Problem 1:
Print the stretch of the excerpt on LIGO dynamic entrypoints from "Opted out dynamic entrypoints" through "the operation fails." word for word.
[START Excerpt provided]
For example, the dynamic entrypoint double from an earlier example compiles to the bytecode 0x0502000000250320093100000019035b0765055f036d035b020000000a03210312053d036d034200000000. To set a dynamic entrypoint to this bytecode, pass the name of the entrypoint and the bytecode to the Dynamic_entrypoints.set_bytes function, as in this example:

@entry

const set_double_bytes = (_: unit, full_storage: storage_type): return_type => {

const {storage; dynamic_entrypoints} = full_storage;

const double_bytes = 0x0502000000250320093100000019035b0765055f036d035b020000000a03210312053d036d034200000000 as bytes;

const new_dynamic_entrypoints = Dynamic_entrypoints.set_bytes(currentAction, Some(double_bytes), dynamic_entrypoints);

return [[], {

storage: storage,

dynamic_entrypoints: new_dynamic_entrypoints,

}];

}

Opted out dynamic entrypoints

Because a contract cannot add dynamic entrypoints, you must define all dynamic entrypoints in the contract source code. If you want to include a dynamic entrypoint in the contract but provide the code for it later, you can make the function a no-op (a function that does nothing) and change it later or you can use the special expression OPT_OUT_ENTRY. This expression makes the LIGO compiler include the entrypoint without any initial code. If you call the entrypoint in a test before setting code for it, it behaves as a no-op. If you call the entrypoint in a deployed contract before setting code for it, the operation fails.

@dyn_entry

const opt_out = (_i: int, _s : internal_storage) : dyn_return_type =>

(External `OPT_OUT_ENTRY`)

When you run a test with an opted out dynamic entrypoint like this, the compiler prints the message unsupported primitive OPT_OUT_ENTRY. You can safely ignore this message.

Compiling dynamic entrypoints

When you compile the storage for a contract with dynamic entrypoints, you provide only the value of the storage field, not the full value of the storage. The compiler automatically compiles the dynamic entrypoints and provides the full value of the storage including the dynamic_entrypoints field.

For example, to compile the example contract in Defining dynamic entrypoints, pass only the value of the integer in storage, as in this example:

ligo compile storage -m DynamicContract gitlab-pages/docs/syntax/contracts/src/dynamic-entrypoints/simple_dynamic.jsligo 42

The response is the full value of the contract storage. You can use this value as the initial storage when you originate the contract.

(Pair 42

{ Elt 0

0x0502000000250320093100000019035b0765055f036d035b020000000a03210312053d036d034200000000 ;

Elt 1

0x0502000000250320093100000019035b0765055f036d035b020000000a0321033a053d036d034200000000 })

Testing dynamic entrypoints

To simplify testing contracts with dynamic entrypoints, you can use the function Test.Next.storage_with_dynamic_entrypoints to generate the initial storage. Like the ligo compile storage command, this function takes only the value of the storage field in the contract storage, not the full storage value.
[END Excerpt provided]
[START Records to process]
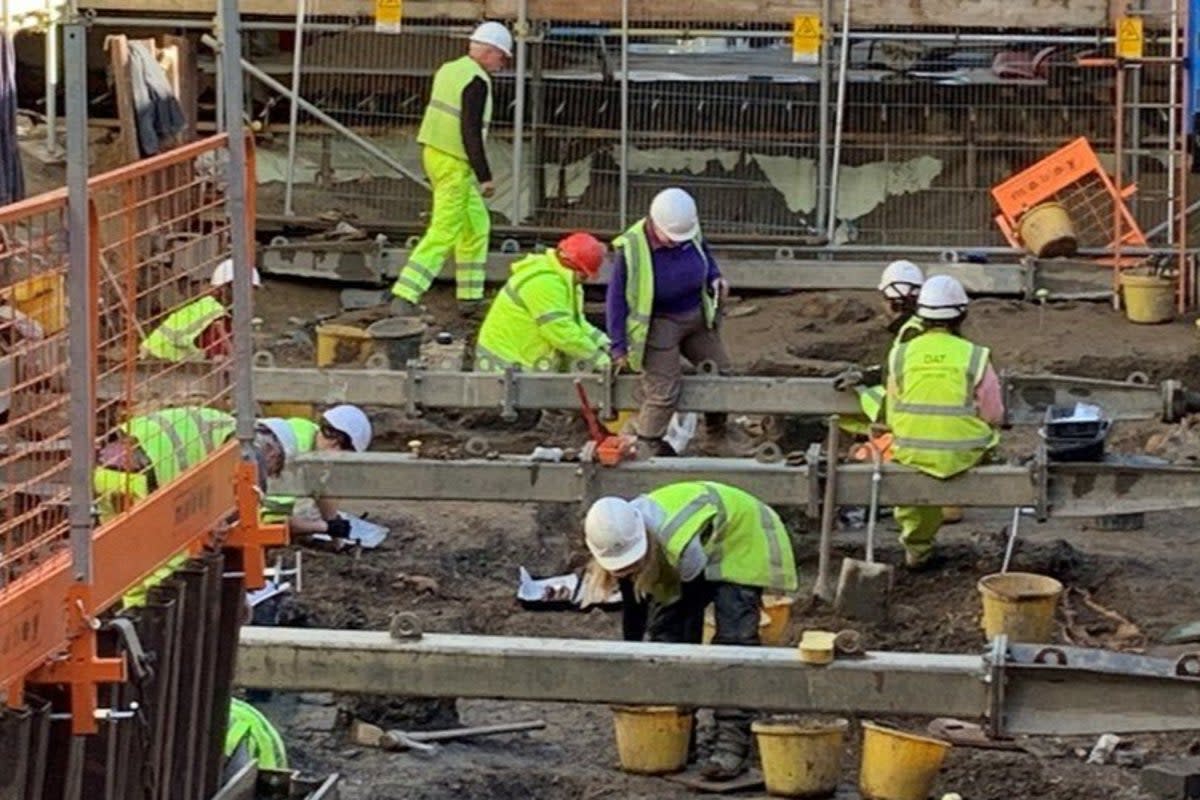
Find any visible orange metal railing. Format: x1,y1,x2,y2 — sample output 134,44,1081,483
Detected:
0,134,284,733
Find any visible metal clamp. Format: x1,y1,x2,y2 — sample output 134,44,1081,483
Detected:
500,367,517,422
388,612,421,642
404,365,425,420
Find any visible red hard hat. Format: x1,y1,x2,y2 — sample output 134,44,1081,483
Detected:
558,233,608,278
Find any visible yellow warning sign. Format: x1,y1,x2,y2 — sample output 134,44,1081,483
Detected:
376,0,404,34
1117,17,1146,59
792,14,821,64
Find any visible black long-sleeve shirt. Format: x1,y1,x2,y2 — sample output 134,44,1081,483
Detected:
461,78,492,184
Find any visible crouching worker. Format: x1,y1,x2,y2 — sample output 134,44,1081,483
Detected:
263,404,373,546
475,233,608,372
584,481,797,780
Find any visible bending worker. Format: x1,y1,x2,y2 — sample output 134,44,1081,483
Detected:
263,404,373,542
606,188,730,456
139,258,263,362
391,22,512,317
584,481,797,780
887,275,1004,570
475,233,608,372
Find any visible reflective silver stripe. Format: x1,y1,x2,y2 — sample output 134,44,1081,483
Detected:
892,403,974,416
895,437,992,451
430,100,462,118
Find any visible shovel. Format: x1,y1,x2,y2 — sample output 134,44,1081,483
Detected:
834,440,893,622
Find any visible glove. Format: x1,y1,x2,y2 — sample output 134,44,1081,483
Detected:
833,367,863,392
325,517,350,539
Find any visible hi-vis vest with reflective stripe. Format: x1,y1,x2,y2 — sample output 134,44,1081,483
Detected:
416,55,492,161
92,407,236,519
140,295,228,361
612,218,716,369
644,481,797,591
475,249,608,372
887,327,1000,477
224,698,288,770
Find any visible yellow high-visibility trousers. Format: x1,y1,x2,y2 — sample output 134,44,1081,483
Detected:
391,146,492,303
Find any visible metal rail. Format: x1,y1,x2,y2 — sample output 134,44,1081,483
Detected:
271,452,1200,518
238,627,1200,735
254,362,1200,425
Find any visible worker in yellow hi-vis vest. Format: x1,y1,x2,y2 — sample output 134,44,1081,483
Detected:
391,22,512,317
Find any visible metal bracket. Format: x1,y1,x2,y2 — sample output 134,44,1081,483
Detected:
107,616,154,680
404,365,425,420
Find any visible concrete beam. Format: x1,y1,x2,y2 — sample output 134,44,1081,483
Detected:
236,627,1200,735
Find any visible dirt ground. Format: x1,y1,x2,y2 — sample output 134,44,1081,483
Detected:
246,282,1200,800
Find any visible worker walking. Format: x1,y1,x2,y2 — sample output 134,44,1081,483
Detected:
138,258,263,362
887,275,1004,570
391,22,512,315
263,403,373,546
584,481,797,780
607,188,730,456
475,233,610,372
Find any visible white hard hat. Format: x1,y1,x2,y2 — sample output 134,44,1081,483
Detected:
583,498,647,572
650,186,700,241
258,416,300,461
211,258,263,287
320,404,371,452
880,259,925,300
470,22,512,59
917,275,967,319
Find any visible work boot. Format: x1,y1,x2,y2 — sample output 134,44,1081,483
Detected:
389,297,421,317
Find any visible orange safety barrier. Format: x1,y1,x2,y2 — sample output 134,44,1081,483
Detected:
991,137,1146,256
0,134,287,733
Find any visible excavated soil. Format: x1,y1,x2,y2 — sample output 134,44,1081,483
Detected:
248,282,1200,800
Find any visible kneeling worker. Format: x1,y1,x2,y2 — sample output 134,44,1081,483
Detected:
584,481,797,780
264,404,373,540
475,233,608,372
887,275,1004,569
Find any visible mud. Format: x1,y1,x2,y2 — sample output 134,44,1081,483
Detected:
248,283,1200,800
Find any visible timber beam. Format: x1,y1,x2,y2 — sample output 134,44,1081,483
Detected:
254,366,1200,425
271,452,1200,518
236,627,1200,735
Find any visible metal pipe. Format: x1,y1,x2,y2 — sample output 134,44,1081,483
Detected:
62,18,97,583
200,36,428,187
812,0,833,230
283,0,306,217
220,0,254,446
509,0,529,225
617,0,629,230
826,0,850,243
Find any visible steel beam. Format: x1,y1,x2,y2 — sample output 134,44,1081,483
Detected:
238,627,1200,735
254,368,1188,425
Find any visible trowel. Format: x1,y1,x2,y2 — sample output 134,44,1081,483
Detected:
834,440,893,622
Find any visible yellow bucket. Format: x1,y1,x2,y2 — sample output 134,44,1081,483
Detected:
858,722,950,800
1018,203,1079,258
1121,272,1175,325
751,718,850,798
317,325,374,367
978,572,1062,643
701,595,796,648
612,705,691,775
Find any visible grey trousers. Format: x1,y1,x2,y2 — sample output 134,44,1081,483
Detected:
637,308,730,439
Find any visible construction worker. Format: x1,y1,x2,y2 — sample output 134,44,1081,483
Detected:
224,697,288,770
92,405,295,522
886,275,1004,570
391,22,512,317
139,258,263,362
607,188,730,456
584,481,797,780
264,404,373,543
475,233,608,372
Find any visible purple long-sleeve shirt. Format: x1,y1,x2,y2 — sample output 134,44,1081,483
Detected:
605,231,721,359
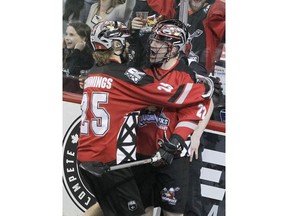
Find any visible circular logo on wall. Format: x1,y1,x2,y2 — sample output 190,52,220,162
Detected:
[END Records to process]
Problem 2:
Render the stretch of the entries from the line that contains "Find any visible black" through the line that contains "475,233,610,372", both ends included, as a JSON list of strings with one string per line and no blank lines.

Final answer 1:
Opted out dynamic entrypoints

Because a contract cannot add dynamic entrypoints, you must define all dynamic entrypoints in the contract source code. If you want to include a dynamic entrypoint in the contract but provide the code for it later, you can make the function a no-op (a function that does nothing) and change it later or you can use the special expression OPT_OUT_ENTRY. This expression makes the LIGO compiler include the entrypoint without any initial code. If you call the entrypoint in a test before setting code for it, it behaves as a no-op. If you call the entrypoint in a deployed contract before setting code for it, the operation fails.

Final answer 2:
[
  "Find any visible black long-sleeve shirt. Format: x1,y1,x2,y2 — sample output 134,44,1081,483",
  "Detected:",
  "461,78,492,184",
  "Find any visible crouching worker. Format: x1,y1,x2,y2 — sample output 134,44,1081,483",
  "Detected:",
  "263,404,373,546",
  "475,233,608,372",
  "584,481,797,780",
  "Find any visible bending worker. Format: x1,y1,x2,y2 — sample output 134,44,1081,483",
  "Detected:",
  "263,404,373,542",
  "606,188,730,456",
  "139,258,263,362",
  "391,22,512,317",
  "584,481,797,780",
  "887,275,1004,570",
  "475,233,608,372",
  "Find any visible reflective silver stripe. Format: x1,y1,x2,y2 — sample output 134,44,1081,483",
  "Detected:",
  "892,403,974,416",
  "895,437,992,451",
  "430,100,462,118",
  "Find any visible shovel. Format: x1,y1,x2,y2 — sample output 134,44,1081,483",
  "Detected:",
  "834,440,893,622",
  "Find any visible glove. Format: x1,y1,x2,y2 — sample output 134,44,1081,483",
  "Detected:",
  "833,367,863,392",
  "325,517,350,539",
  "Find any visible hi-vis vest with reflective stripe. Format: x1,y1,x2,y2 — sample output 134,44,1081,483",
  "Detected:",
  "416,55,492,161",
  "92,407,236,519",
  "140,295,228,361",
  "612,218,716,369",
  "644,481,797,591",
  "475,249,608,372",
  "887,327,1000,477",
  "224,698,288,770",
  "Find any visible yellow high-visibility trousers. Format: x1,y1,x2,y2 — sample output 134,44,1081,483",
  "Detected:",
  "391,146,492,303",
  "Find any visible metal rail. Format: x1,y1,x2,y2 — sample output 134,44,1081,483",
  "Detected:",
  "271,452,1200,518",
  "238,627,1200,735",
  "254,362,1200,425",
  "Find any visible worker in yellow hi-vis vest. Format: x1,y1,x2,y2 — sample output 134,44,1081,483",
  "Detected:",
  "391,22,512,317",
  "Find any visible metal bracket. Format: x1,y1,x2,y2 — sample output 134,44,1081,483",
  "Detected:",
  "107,616,154,680",
  "404,365,425,420",
  "Find any visible concrete beam. Format: x1,y1,x2,y2 — sample output 134,44,1081,483",
  "Detected:",
  "236,627,1200,735",
  "Find any visible dirt ground. Format: x1,y1,x2,y2 — sample output 134,44,1081,483",
  "Detected:",
  "246,282,1200,800",
  "Find any visible worker walking. Format: x1,y1,x2,y2 — sample output 134,44,1081,483",
  "Detected:",
  "138,258,263,362",
  "887,275,1004,570",
  "391,22,512,315",
  "263,403,373,546",
  "584,481,797,780",
  "607,188,730,456",
  "475,233,610,372"
]